*DATA EXCERPTS:*
=-=-=-=-=

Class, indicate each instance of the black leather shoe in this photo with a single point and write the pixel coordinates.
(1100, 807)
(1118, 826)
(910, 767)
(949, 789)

=-=-=-=-=

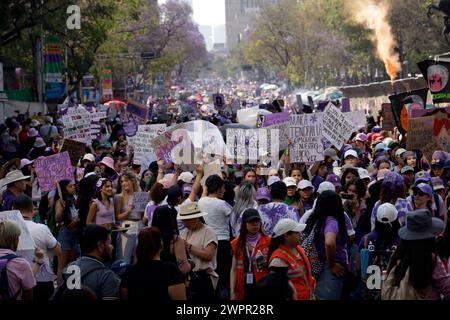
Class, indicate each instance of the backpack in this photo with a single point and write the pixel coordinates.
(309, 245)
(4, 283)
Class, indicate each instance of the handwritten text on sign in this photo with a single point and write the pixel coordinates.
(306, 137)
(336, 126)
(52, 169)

=-=-=-=-=

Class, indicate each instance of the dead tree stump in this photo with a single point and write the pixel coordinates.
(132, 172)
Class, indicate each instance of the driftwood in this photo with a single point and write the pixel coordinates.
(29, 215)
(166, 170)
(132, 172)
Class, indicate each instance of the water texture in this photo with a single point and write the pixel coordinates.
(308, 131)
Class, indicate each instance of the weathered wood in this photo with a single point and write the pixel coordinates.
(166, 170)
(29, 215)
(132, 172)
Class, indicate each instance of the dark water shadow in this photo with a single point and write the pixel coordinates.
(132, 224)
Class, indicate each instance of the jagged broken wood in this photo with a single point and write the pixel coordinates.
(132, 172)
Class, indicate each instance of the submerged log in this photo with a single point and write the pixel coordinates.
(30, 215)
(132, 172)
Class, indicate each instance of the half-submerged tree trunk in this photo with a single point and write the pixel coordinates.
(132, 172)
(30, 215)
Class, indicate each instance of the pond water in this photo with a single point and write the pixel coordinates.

=-=-=-=-=

*EXERCISE DESCRIPTION:*
Reproduce word for word the material above, starting with the line that has "Class, indicate each instance of the jagged" and stopping after the line that has "Class, indicate each instance of the pond".

*TASK OUTPUT:*
Class, indicate each instance of the jagged broken wood in this photo with a single point and write the pixel coordinates.
(132, 172)
Class, indicate each instance of the submerged log in this photo with a single point and write the pixel coordinates.
(30, 215)
(132, 172)
Class, indicate each instance of the half-submerged tree trunk in this photo with a single point and write the pixel coordinates.
(132, 172)
(30, 215)
Class, indicate each instance of the pond water in this photo with a single point and write the pixel coordinates.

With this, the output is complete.